#### The task:
Which lines of the data contain the string "below"? Show each of them.

#### Source data:
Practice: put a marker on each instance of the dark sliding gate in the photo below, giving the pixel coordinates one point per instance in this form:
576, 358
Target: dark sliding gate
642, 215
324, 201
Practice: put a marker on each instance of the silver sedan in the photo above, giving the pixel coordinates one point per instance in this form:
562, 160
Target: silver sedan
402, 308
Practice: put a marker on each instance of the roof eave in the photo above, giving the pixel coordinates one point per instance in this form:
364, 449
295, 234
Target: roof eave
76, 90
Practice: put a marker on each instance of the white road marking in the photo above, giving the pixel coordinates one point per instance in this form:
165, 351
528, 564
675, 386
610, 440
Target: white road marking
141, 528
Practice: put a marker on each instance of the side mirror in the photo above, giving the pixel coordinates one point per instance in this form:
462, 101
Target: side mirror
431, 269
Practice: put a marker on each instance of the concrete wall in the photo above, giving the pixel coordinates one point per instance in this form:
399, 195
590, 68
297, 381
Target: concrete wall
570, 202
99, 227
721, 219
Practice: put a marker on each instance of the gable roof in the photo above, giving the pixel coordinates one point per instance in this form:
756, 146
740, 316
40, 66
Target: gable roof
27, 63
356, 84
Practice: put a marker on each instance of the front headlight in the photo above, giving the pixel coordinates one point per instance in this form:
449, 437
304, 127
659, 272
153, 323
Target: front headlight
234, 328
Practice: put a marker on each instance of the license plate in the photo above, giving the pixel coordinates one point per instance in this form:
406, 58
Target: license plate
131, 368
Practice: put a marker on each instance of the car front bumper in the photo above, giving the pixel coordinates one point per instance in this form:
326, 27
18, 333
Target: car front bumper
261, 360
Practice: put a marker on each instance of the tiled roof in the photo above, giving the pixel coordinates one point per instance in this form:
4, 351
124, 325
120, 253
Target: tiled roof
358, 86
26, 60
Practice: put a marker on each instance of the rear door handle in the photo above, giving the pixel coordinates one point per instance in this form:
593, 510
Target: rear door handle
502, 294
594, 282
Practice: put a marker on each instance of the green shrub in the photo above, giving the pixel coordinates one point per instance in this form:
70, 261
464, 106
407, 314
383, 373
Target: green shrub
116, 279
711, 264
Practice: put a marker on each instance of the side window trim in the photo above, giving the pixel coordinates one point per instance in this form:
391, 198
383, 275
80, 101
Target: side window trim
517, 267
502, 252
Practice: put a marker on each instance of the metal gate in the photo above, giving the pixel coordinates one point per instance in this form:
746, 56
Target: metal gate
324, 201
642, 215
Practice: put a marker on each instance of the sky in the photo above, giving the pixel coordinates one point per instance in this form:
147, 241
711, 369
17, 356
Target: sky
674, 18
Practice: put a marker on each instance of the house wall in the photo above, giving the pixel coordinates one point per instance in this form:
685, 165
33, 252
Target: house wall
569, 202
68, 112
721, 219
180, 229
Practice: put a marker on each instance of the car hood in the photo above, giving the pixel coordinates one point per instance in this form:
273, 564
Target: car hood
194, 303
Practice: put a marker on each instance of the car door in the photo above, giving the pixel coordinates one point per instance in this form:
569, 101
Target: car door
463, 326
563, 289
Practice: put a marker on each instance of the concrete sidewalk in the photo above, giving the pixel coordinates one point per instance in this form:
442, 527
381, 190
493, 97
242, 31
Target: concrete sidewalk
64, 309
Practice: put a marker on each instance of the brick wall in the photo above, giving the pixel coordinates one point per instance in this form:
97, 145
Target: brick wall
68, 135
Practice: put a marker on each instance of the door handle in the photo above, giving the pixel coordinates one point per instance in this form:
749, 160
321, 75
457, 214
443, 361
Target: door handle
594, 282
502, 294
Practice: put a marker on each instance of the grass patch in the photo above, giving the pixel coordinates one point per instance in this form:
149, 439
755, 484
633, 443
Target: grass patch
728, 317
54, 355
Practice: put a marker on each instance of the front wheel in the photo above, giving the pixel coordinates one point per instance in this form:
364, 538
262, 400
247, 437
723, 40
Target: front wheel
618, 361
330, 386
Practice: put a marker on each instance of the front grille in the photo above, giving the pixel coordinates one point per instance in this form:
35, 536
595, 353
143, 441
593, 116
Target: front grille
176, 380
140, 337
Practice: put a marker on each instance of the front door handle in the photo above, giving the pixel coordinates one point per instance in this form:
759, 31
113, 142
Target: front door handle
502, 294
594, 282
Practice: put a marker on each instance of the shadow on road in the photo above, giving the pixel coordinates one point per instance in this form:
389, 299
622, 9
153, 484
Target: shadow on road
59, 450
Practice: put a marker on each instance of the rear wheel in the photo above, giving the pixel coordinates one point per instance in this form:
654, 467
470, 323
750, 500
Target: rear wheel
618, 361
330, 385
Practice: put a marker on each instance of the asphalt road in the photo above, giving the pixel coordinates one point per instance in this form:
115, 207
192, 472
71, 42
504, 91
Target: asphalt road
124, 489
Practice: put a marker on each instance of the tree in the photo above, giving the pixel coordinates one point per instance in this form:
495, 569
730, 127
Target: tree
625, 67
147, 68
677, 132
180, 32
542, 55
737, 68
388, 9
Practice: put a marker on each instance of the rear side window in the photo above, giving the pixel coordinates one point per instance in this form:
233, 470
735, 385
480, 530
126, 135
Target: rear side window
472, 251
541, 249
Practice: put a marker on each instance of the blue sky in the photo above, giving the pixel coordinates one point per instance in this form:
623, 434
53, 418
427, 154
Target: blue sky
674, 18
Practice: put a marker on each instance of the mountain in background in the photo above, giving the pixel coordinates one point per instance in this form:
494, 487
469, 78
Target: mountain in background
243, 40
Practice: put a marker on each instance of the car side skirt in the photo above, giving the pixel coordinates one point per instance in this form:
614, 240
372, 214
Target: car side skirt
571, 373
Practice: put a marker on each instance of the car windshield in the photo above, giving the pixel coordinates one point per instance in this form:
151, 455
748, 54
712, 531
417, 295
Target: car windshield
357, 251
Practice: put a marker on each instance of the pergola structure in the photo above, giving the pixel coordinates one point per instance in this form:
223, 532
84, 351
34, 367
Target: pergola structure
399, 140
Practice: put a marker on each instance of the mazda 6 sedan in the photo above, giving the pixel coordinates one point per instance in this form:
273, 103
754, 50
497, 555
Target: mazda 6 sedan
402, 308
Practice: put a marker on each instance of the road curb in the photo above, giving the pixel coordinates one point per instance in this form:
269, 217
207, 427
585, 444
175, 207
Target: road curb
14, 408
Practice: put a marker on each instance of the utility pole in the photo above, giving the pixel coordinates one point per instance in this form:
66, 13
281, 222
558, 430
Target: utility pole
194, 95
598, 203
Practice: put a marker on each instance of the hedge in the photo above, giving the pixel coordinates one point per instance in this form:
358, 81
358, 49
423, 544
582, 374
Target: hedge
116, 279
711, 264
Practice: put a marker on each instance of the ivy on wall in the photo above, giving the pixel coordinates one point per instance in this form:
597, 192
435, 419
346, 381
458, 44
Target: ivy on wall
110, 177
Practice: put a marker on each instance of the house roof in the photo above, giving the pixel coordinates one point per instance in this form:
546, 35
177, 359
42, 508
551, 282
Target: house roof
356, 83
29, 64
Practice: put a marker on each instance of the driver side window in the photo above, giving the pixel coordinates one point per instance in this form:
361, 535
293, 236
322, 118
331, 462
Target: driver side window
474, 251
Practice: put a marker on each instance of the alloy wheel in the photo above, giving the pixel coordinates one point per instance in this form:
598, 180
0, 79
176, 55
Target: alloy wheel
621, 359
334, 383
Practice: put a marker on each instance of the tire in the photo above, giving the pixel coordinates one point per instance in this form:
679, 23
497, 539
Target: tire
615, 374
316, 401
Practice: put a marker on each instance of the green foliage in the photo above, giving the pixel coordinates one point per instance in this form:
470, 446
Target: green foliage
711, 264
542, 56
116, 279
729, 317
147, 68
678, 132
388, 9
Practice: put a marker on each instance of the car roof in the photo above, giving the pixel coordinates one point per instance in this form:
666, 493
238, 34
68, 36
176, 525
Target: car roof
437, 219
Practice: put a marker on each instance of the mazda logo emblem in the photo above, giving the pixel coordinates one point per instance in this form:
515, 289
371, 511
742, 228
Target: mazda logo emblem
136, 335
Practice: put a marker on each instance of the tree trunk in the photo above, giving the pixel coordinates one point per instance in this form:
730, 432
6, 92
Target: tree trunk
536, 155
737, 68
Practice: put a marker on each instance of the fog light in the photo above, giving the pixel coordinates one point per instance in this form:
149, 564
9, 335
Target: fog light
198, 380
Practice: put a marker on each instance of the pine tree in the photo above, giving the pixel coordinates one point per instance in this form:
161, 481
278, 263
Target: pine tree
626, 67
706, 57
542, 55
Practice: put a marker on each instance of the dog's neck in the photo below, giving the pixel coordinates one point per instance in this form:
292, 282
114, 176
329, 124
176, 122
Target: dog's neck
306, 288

#### Written reply:
Practice: put a marker on each instance of the dark sliding gate in the photo below, giving the pixel coordinates one point per instance in this form:
Practice: put a marker on each instance of the dog's neck in the photo below, giving the pixel coordinates one point per instance in this form:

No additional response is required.